▶ PROBLEM DETAILS
Only one stretch of the data should be retyped: the lines from the line containing "positive clicks: (659, 629)" through the line containing "box: [635, 448, 666, 467]". Keep pictures out of it.

[Saved entries]

*** Begin section ***

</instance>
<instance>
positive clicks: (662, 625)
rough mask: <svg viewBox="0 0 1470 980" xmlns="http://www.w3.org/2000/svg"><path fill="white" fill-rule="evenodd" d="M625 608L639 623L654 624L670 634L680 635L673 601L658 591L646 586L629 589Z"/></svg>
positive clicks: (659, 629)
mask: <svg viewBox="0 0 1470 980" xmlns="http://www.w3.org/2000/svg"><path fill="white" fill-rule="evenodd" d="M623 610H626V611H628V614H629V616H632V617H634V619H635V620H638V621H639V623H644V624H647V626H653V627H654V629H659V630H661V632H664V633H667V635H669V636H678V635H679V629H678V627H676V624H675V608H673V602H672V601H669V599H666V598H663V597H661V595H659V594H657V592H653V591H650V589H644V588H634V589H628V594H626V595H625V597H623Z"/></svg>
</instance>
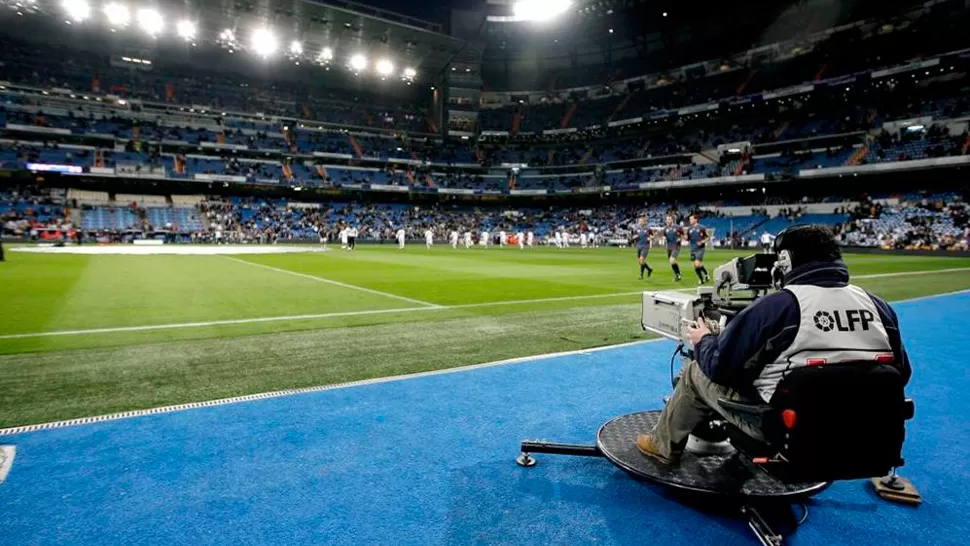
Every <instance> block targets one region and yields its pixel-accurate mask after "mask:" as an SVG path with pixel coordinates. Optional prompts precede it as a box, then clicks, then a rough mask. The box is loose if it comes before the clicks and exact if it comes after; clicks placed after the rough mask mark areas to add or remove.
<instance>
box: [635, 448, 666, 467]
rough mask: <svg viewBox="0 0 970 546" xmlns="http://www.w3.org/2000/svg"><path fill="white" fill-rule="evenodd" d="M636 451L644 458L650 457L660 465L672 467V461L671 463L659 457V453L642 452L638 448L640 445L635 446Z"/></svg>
mask: <svg viewBox="0 0 970 546" xmlns="http://www.w3.org/2000/svg"><path fill="white" fill-rule="evenodd" d="M637 451H639V452H640V453H641V454H643V455H644V456H645V457H650V458H651V459H653V460H655V461H657V462H658V463H661V464H664V465H667V466H670V465H673V464H674V462H673V461H671V460H670V459H668V458H666V457H664V456H663V455H660V454H659V453H653V452H651V451H644V450H643V449H642V448H641V447H640V444H637Z"/></svg>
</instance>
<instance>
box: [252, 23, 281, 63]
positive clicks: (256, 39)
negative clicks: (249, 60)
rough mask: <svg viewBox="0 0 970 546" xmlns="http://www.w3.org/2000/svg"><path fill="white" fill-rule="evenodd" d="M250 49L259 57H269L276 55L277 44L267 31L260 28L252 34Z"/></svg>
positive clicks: (271, 34) (273, 36)
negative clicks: (251, 46)
mask: <svg viewBox="0 0 970 546" xmlns="http://www.w3.org/2000/svg"><path fill="white" fill-rule="evenodd" d="M252 47H253V51H254V52H255V53H256V54H257V55H259V56H260V57H269V56H270V55H272V54H273V53H276V49H277V48H278V47H279V42H278V41H277V40H276V36H275V35H274V34H273V33H272V32H271V31H270V30H269V29H266V28H260V29H256V31H255V32H253V37H252Z"/></svg>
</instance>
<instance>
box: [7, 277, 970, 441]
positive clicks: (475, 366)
mask: <svg viewBox="0 0 970 546" xmlns="http://www.w3.org/2000/svg"><path fill="white" fill-rule="evenodd" d="M634 293H635V294H639V293H640V292H634ZM965 293H970V290H957V291H955V292H946V293H943V294H934V295H932V296H922V297H919V298H910V299H905V300H899V301H896V302H894V303H908V302H915V301H922V300H928V299H933V298H942V297H946V296H953V295H957V294H965ZM612 295H618V294H612ZM619 295H625V294H619ZM471 305H478V304H471ZM429 309H432V308H430V307H417V308H415V310H429ZM660 341H667V339H666V338H662V337H660V338H653V339H647V340H642V341H632V342H629V343H620V344H617V345H607V346H605V347H594V348H591V349H578V350H574V351H564V352H558V353H546V354H541V355H533V356H523V357H518V358H510V359H507V360H498V361H495V362H485V363H482V364H472V365H469V366H461V367H458V368H447V369H443V370H432V371H429V372H417V373H413V374H405V375H394V376H390V377H378V378H374V379H363V380H360V381H350V382H348V383H336V384H332V385H320V386H316V387H304V388H300V389H287V390H282V391H271V392H264V393H257V394H249V395H245V396H234V397H232V398H221V399H218V400H207V401H204V402H191V403H188V404H178V405H174V406H161V407H157V408H150V409H144V410H132V411H124V412H119V413H110V414H106V415H98V416H94V417H81V418H78V419H68V420H65V421H53V422H49V423H40V424H36V425H23V426H17V427H10V428H0V436H10V435H13V434H23V433H28V432H36V431H39V430H49V429H56V428H64V427H71V426H79V425H89V424H93V423H101V422H104V421H117V420H120V419H130V418H134V417H143V416H146V415H157V414H160V413H173V412H177V411H185V410H190V409H196V408H208V407H212V406H225V405H228V404H238V403H241V402H250V401H254V400H266V399H269V398H282V397H286V396H294V395H299V394H307V393H312V392H325V391H330V390H336V389H346V388H352V387H360V386H364V385H379V384H381V383H390V382H394V381H404V380H408V379H418V378H421V377H431V376H436V375H446V374H453V373H462V372H470V371H473V370H478V369H482V368H491V367H494V366H503V365H507V364H520V363H524V362H534V361H537V360H545V359H548V358H555V357H560V356H571V355H577V354H589V353H595V352H599V351H609V350H613V349H620V348H623V347H630V346H634V345H642V344H645V343H656V342H660Z"/></svg>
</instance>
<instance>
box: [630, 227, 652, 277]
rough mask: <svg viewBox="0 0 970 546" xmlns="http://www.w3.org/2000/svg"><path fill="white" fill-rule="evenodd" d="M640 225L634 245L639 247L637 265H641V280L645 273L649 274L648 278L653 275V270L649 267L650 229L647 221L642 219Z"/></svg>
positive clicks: (648, 275) (638, 228)
mask: <svg viewBox="0 0 970 546" xmlns="http://www.w3.org/2000/svg"><path fill="white" fill-rule="evenodd" d="M638 224H639V226H638V229H637V234H636V236H635V237H634V241H633V244H634V245H636V247H637V263H639V264H640V278H641V279H642V278H643V272H644V271H646V272H647V277H650V275H653V268H651V267H650V266H649V265H647V252H649V251H650V228H648V227H647V219H646V218H643V217H641V218H640V220H639V222H638Z"/></svg>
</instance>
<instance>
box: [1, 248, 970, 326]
mask: <svg viewBox="0 0 970 546" xmlns="http://www.w3.org/2000/svg"><path fill="white" fill-rule="evenodd" d="M227 259H230V260H235V259H234V258H227ZM236 261H241V262H244V263H247V264H250V265H255V266H259V267H266V268H269V269H277V268H275V267H270V266H264V265H262V264H255V263H253V262H246V261H245V260H236ZM279 271H282V272H286V273H290V274H293V275H298V276H304V274H303V273H295V272H293V271H286V270H285V269H280V270H279ZM959 271H970V268H968V267H963V268H954V269H938V270H933V271H931V270H926V271H900V272H898V273H879V274H875V275H856V276H853V277H852V278H853V279H874V278H882V277H902V276H908V275H929V274H933V273H953V272H959ZM305 276H307V277H309V278H311V279H314V280H317V281H320V282H328V283H336V284H340V285H343V283H337V281H330V280H325V279H323V278H321V277H313V276H310V275H305ZM346 286H348V287H352V288H356V289H359V290H366V291H370V289H369V288H362V287H353V286H352V285H346ZM674 290H675V291H678V292H693V291H694V290H696V287H694V288H677V289H674ZM963 292H970V290H958V291H955V292H946V293H943V294H932V295H929V296H921V297H918V298H911V299H907V300H900V301H898V302H892V303H907V302H911V301H919V300H923V299H931V298H938V297H942V296H951V295H955V294H961V293H963ZM642 293H643V291H638V292H615V293H610V294H593V295H588V296H562V297H557V298H538V299H531V300H508V301H492V302H483V303H464V304H458V305H434V304H429V303H426V302H418V301H414V303H421V304H422V305H424V307H402V308H399V309H374V310H370V311H346V312H342V313H319V314H310V315H289V316H275V317H256V318H246V319H229V320H212V321H205V322H180V323H174V324H149V325H144V326H117V327H111V328H91V329H86V330H54V331H51V332H30V333H25V334H4V335H0V340H4V339H27V338H35V337H55V336H77V335H84V334H115V333H124V332H146V331H152V330H173V329H178V328H204V327H208V326H231V325H236V324H251V323H259V322H283V321H294V320H319V319H328V318H340V317H354V316H366V315H387V314H393V313H411V312H415V311H447V310H454V309H473V308H476V307H493V306H495V307H497V306H505V305H528V304H530V303H550V302H557V301H573V300H587V299H601V298H613V297H620V296H635V295H640V294H642ZM378 294H380V295H389V296H392V297H396V298H399V297H400V296H394V295H391V294H385V293H383V292H378Z"/></svg>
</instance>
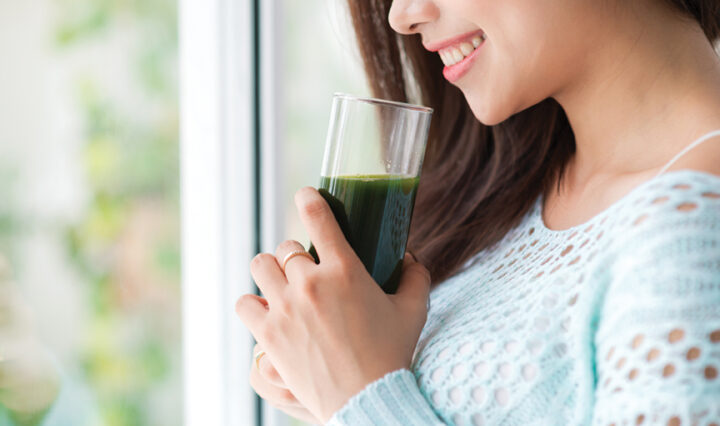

*** End section ***

▶ EXERCISE OUTPUT
positive clicks: (659, 629)
mask: <svg viewBox="0 0 1470 980" xmlns="http://www.w3.org/2000/svg"><path fill="white" fill-rule="evenodd" d="M623 610H626V611H628V614H629V616H632V617H634V619H635V620H638V621H639V623H644V624H647V626H653V627H654V629H659V630H661V632H664V633H667V635H669V636H678V635H679V629H678V627H676V624H675V608H673V602H672V601H669V599H666V598H663V597H661V595H659V594H657V592H653V591H650V589H644V588H634V589H628V594H626V595H625V597H623Z"/></svg>
</instance>
Every <instance> block targets one region and yields its pixel-accurate mask after "mask:" as an SVG path with pixel coordinates. Optional prompts precede it as a box, then clicks, then a rough mask. The box is loose if it comes before the clicks and exact if it comes after; clicks placed after the rough mask mark areas to add or remove.
<instance>
box: [635, 448, 666, 467]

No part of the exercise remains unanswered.